▶ [WORK REQUIRED] Copy the listing out in full. Keep every word as it is.

┄┄┄┄┄┄┄┄┄┄┄┄┄┄┄┄┄┄┄┄

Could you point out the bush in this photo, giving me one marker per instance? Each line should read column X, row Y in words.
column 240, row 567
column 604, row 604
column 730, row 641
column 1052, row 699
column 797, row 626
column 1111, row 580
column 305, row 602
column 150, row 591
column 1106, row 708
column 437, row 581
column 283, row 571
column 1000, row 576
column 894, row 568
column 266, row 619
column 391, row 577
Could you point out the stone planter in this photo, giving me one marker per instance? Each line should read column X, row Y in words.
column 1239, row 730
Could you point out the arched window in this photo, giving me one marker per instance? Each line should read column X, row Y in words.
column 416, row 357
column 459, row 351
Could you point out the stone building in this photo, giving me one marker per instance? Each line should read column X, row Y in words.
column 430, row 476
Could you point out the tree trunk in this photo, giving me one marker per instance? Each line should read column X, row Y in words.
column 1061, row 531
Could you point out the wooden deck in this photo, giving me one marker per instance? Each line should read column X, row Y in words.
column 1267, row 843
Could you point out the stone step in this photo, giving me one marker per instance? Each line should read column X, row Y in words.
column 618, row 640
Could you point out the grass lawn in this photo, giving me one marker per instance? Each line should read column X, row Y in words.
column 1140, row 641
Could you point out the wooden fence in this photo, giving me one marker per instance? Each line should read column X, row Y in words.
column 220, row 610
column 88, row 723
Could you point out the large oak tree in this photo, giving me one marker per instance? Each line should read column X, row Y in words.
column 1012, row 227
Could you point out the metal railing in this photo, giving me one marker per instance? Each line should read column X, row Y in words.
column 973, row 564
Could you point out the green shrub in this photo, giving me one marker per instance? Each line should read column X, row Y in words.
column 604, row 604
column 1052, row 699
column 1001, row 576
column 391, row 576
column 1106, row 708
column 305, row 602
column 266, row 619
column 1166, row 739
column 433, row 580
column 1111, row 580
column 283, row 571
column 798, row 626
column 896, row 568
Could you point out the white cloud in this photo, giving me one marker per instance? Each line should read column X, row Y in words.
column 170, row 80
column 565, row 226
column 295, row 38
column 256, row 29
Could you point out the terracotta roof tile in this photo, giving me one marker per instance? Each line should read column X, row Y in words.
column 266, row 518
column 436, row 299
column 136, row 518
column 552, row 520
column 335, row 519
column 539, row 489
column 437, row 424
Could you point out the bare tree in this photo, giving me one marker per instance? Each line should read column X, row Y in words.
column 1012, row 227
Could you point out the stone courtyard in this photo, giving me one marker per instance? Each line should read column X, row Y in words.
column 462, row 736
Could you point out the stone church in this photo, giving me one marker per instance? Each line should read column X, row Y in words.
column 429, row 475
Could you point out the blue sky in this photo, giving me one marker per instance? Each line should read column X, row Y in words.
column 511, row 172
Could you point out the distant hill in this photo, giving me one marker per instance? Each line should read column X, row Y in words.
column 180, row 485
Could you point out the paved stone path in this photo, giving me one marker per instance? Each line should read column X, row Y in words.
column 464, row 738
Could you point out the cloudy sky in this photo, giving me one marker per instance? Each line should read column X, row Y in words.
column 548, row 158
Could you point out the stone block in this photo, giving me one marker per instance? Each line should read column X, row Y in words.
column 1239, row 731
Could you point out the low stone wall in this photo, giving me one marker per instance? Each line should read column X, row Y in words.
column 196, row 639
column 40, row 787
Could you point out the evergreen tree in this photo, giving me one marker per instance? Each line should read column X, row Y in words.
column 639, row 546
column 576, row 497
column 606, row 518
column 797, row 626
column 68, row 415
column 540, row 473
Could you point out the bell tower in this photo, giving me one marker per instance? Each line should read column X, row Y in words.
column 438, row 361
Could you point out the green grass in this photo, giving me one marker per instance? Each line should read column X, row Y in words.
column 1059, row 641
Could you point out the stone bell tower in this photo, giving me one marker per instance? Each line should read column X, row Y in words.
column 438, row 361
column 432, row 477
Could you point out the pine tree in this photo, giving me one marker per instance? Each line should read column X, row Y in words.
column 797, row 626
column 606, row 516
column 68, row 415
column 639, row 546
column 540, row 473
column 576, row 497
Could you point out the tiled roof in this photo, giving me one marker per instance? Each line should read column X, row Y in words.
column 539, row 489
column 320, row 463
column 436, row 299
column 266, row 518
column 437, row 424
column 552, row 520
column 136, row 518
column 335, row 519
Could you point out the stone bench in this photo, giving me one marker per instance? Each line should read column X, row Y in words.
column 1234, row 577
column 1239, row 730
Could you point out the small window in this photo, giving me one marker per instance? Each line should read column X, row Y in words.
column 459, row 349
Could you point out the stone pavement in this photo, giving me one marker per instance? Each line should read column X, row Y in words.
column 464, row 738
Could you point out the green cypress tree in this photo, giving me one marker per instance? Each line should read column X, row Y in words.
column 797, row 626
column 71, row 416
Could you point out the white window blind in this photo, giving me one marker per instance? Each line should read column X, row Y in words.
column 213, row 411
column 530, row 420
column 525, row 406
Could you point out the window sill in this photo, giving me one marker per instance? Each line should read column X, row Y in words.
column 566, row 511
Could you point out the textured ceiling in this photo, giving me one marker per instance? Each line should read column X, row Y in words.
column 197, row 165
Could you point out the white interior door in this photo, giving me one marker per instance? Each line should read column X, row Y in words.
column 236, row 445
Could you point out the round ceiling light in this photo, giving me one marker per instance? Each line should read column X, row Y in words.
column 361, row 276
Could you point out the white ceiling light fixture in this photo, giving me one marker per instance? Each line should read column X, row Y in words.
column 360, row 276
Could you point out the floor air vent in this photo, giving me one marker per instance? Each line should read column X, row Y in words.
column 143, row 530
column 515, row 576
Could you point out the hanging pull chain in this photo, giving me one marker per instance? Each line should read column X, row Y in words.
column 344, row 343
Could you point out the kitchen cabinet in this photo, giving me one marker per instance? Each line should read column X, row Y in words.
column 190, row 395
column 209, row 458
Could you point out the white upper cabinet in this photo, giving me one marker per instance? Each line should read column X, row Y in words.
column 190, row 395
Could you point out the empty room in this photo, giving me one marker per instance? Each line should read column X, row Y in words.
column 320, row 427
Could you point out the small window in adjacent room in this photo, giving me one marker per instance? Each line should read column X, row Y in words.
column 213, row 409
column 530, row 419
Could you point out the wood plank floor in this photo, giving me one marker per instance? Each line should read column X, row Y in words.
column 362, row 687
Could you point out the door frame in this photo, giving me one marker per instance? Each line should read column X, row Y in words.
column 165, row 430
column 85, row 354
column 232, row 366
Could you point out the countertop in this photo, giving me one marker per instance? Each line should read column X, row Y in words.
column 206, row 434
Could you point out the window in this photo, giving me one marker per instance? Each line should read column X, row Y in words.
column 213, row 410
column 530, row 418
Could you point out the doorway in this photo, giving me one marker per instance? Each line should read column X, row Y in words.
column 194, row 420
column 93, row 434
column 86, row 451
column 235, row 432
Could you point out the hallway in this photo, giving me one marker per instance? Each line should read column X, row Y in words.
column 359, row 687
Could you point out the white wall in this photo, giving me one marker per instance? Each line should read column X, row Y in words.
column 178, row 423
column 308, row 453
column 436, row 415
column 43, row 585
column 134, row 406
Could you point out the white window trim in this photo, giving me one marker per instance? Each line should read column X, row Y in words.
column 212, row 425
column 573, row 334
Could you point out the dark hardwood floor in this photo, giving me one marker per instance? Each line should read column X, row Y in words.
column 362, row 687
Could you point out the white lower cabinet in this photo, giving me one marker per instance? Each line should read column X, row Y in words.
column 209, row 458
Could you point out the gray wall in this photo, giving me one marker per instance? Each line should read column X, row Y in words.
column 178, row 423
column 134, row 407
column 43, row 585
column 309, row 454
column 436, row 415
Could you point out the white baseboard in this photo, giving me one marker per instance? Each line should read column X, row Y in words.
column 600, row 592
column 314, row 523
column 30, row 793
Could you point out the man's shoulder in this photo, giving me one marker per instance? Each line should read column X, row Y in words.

┄┄┄┄┄┄┄┄┄┄┄┄┄┄┄┄┄┄┄┄

▶ [TASK RESULT]
Could you point out the bush in this photo, giving me one marker per instance? Each line should read column X, row Y in words.
column 240, row 567
column 604, row 604
column 730, row 641
column 1052, row 699
column 797, row 626
column 1111, row 580
column 305, row 602
column 150, row 591
column 1106, row 708
column 437, row 581
column 283, row 571
column 1000, row 576
column 894, row 568
column 266, row 619
column 391, row 577
Could you point out the stone planter in this photo, giving me one marker per instance? Each line should read column X, row Y in words.
column 1239, row 730
Could you point out the arched window in this photo, giving me one marker per instance? Each line should read column X, row Y in words.
column 416, row 357
column 459, row 351
Could you point out the stone building in this photo, giving me one marker per instance? Each line should read column X, row Y in words.
column 430, row 476
Could you point out the tree trunk in this photo, giving me one marker per instance? Each line should read column X, row Y in words.
column 1061, row 531
Could you point out the wooden deck in this photo, giving me one marker per instance? Each line should read column X, row Y in words.
column 1267, row 843
Could you point out the stone step in this photo, giving me one marker per instance? Each line should read column X, row Y in words.
column 618, row 640
Could you point out the grass lawn in this photo, giving me one marker per instance? Each line should read column X, row Y in words.
column 1140, row 641
Could you point out the wooden fence in this photo, giving me one marker per instance? Each line should read column X, row Y in words.
column 220, row 610
column 88, row 723
Could you point out the large oak tree in this photo, giving me one marker per instance? Each line should read column X, row Y in words.
column 1012, row 227
Could you point out the metal railing in this photo, giving me one marker per instance? Each line should read column X, row Y in words.
column 973, row 564
Could you point out the green shrub in this photo, giving me one marker per instance? Each line should read column X, row Y in words.
column 604, row 604
column 1052, row 699
column 1001, row 576
column 391, row 576
column 1106, row 708
column 305, row 602
column 266, row 619
column 1166, row 739
column 433, row 580
column 1111, row 580
column 283, row 571
column 798, row 626
column 896, row 568
Could you point out the white cloud in this photo, giving me one marker per instance? Each line should read column X, row Y in words.
column 170, row 80
column 565, row 226
column 295, row 38
column 256, row 29
Could you point out the terracotta roof tile in this photo, giving me one marker per instance? Each line should read column X, row Y in words.
column 266, row 518
column 436, row 299
column 136, row 518
column 552, row 520
column 335, row 519
column 539, row 489
column 437, row 424
Could you point out the bare tree in this photo, giving me one marker per instance? Each line should read column X, row Y in words.
column 1012, row 227
Could you point out the stone courtyard in this photo, giving me one marker per instance? Each line should read column X, row Y in words.
column 462, row 736
Could you point out the stone church in this photo, giving me one marker per instance? Each line should read column X, row Y in words.
column 429, row 475
Could you point out the blue sky in this photo, giving me one marker per instance? Each line should read column X, row Y in words.
column 511, row 172
Could you point out the distant hill in this photo, giving me one marker per instance? Each line should read column X, row Y in words.
column 180, row 485
Could you point out the paved stone path in this photo, giving me one marker per instance? Each line should read column X, row Y in words.
column 464, row 738
Could you point out the cloudy sky in this photo, giving me one marker per instance? Each line should read column X, row Y in words.
column 548, row 158
Could you point out the stone block in this photo, giving me one marker per instance? Each line should read column X, row Y in words.
column 1239, row 731
Could you point out the low stone wall in this photo, giving me one marker per instance? Each line should read column X, row Y in words.
column 196, row 639
column 40, row 787
Could you point out the evergreen tree in this photo, giving me one marker per instance? Each line should read column X, row Y in words.
column 639, row 546
column 576, row 497
column 606, row 518
column 797, row 626
column 68, row 415
column 540, row 473
Could you point out the bell tower in this photo, giving me one marker per instance? Each line should read column X, row Y in words.
column 438, row 361
Could you point out the green grass in this photo, giving me one marker per instance? Each line should read column X, row Y in words.
column 1059, row 641
Could you point out the stone bell tower in this photo, giving me one marker per instance? Each line should read column X, row Y in words.
column 438, row 361
column 432, row 477
Could you point out the pine tree in this photo, giving me one marker per instance? Each line should read column X, row Y in words.
column 797, row 626
column 606, row 516
column 68, row 415
column 639, row 546
column 540, row 473
column 576, row 497
Could you point out the tiled roof in this photo, giving me one marker per instance? Each line should read column X, row Y in words.
column 539, row 489
column 320, row 463
column 436, row 299
column 266, row 518
column 437, row 424
column 552, row 520
column 136, row 518
column 335, row 519
Could you point out the stone bench in this photo, giving me one marker per instance? Each line should read column X, row Y in words.
column 1234, row 577
column 1239, row 730
Could you point out the small window in this photo, giving me one marker per instance? Each line should read column X, row Y in words.
column 459, row 349
Could you point out the stone pavement in this photo, giving me one marker per instance? Each line should read column X, row Y in words.
column 464, row 738
Could you point out the green cypress tree in this photo, giving me one marker per instance? Each line should read column X, row Y in words.
column 797, row 626
column 71, row 416
Could you point out the white window blind in this photo, giving me one marker per instance? Each line should read column X, row Y in words.
column 213, row 411
column 530, row 420
column 525, row 406
Could you point out the window sill in this photo, giving me one marker per instance? Each line should read column X, row Y in words.
column 566, row 511
Could you point out the textured ceiling in this photo, giving me one marker per instance? Each line should read column X, row Y in words.
column 197, row 165
Could you point out the white interior door in this photo, giving me one marker per instance? Each line should read column X, row Y in words.
column 236, row 445
Could you point out the round ceiling light in this photo, giving me one marker per instance? Each line should read column X, row Y in words.
column 361, row 276
Could you point out the white ceiling light fixture in this photo, giving me one marker per instance? Each line should read column X, row Y in words.
column 360, row 276
Could you point out the floor air vent in this photo, giving me one marker per instance? Each line should read column X, row Y in words.
column 143, row 530
column 515, row 576
Could you point out the hanging pull chain in this photo, giving me one marker per instance? Each line should read column X, row Y in words.
column 344, row 343
Could you point out the kitchen cabinet in this photo, giving me one marker per instance? Each line should read column X, row Y in words.
column 190, row 395
column 209, row 458
Could you point out the white upper cabinet in this photo, giving me one marker per instance? Each line should read column X, row Y in words.
column 190, row 395
Could you point out the empty room in this photo, giving me one marker per instance? Each line should read column X, row Y in words.
column 320, row 427
Could you point out the small window in adjacent room in this photo, giving me one marker per instance? Each line should read column X, row Y in words.
column 213, row 409
column 530, row 419
Could you point out the wood plank floor in this photo, giving me one marker per instance? Each line should read column X, row Y in words.
column 362, row 687
Could you point out the door frame in this photo, giving me one marker per instance? Each line should read column X, row Y in words.
column 165, row 430
column 85, row 354
column 232, row 366
Could you point out the countertop in this photo, giving me one marker per instance? Each line should read column X, row Y in words.
column 206, row 434
Could you point out the window in this photo, giving me one marker per instance? Each line should read column X, row Y in words.
column 213, row 410
column 530, row 418
Could you point out the doorway in this photo, giving me one marker per instance? Each line should read column X, row Y in words.
column 194, row 420
column 93, row 434
column 86, row 451
column 235, row 432
Could you point out the hallway in this photo, giving me one marker per instance? Each line should read column X, row Y in words.
column 359, row 687
Could you point out the white wall in this photo, giving me one marker per instance? Each line should read column X, row Y in words.
column 178, row 423
column 308, row 453
column 436, row 415
column 43, row 585
column 134, row 406
Could you point out the white window trim in this photo, giving me one marker per instance? Each line should read column X, row Y in words.
column 212, row 425
column 573, row 334
Could you point out the dark hardwood floor in this photo, giving me one marker per instance? Each line should read column X, row Y in words.
column 362, row 687
Could you point out the white lower cabinet in this photo, giving me one marker per instance? Each line should read column X, row Y in words.
column 209, row 458
Could you point out the gray wall in this photo, giving me one marker per instance? Each line should read column X, row Y in words.
column 178, row 423
column 134, row 407
column 43, row 585
column 309, row 454
column 436, row 415
Could you point out the white baseboard in this photo, giving me one marker per instance? Each line should read column X, row Y in words.
column 600, row 592
column 314, row 523
column 30, row 793
Could you point out the man's shoulder in this photo, giving me one marker per instance? Each line should read column X, row Y in words.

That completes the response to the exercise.